**Given data**
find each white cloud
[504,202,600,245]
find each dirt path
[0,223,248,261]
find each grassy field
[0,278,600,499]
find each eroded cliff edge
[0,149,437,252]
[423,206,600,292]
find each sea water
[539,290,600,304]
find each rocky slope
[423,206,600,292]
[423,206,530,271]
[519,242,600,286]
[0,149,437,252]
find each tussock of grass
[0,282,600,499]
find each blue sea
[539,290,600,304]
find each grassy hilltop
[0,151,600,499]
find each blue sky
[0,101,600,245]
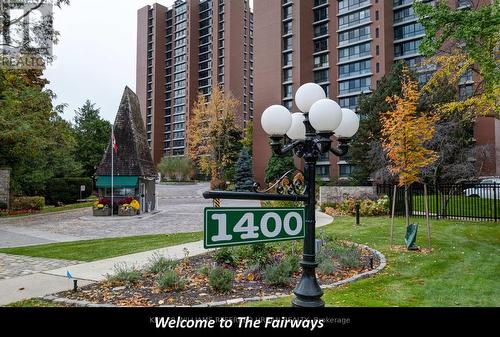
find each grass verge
[5,299,64,308]
[0,232,203,262]
[246,217,500,307]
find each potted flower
[92,198,111,216]
[118,198,140,216]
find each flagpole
[111,124,115,216]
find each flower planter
[118,208,137,216]
[93,207,111,216]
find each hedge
[45,177,93,205]
[11,197,45,211]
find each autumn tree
[0,0,70,63]
[349,62,404,184]
[0,67,81,195]
[234,147,254,191]
[381,67,437,225]
[241,120,253,156]
[73,100,111,177]
[414,0,500,116]
[188,85,242,189]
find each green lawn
[0,201,94,219]
[246,217,500,307]
[413,195,500,218]
[0,232,203,261]
[6,299,64,308]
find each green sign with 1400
[204,208,305,248]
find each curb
[40,243,387,308]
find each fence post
[434,183,439,219]
[493,181,498,222]
[424,184,432,250]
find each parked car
[464,178,500,199]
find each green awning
[96,176,139,188]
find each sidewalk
[0,212,333,306]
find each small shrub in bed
[214,247,236,266]
[264,261,291,286]
[208,267,234,293]
[333,246,361,268]
[283,255,300,274]
[106,263,142,284]
[156,270,186,290]
[148,253,178,274]
[318,259,335,275]
[196,264,210,276]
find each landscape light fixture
[261,83,359,307]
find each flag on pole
[111,130,118,154]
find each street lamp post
[261,83,359,307]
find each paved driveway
[0,183,258,247]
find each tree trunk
[389,185,398,248]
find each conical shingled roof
[96,87,157,178]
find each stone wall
[0,169,10,207]
[319,186,377,204]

**Do this**
Please write out the entries again, starting at the beginning of the entries and ending at the line that contains "[0,282,600,499]", keeping the requests and increasing every bounding-box coordinate by 5.

**Answer for the task**
find each white cloud
[509,207,605,250]
find each dirt path
[5,228,253,266]
find each grassy field
[5,283,605,504]
find each eroded cliff edge
[5,154,442,257]
[428,211,605,297]
find each sea water
[544,295,605,309]
find each rocky slope
[428,211,605,297]
[428,211,535,276]
[524,247,605,291]
[5,154,442,257]
find each tussock of grass
[5,287,605,504]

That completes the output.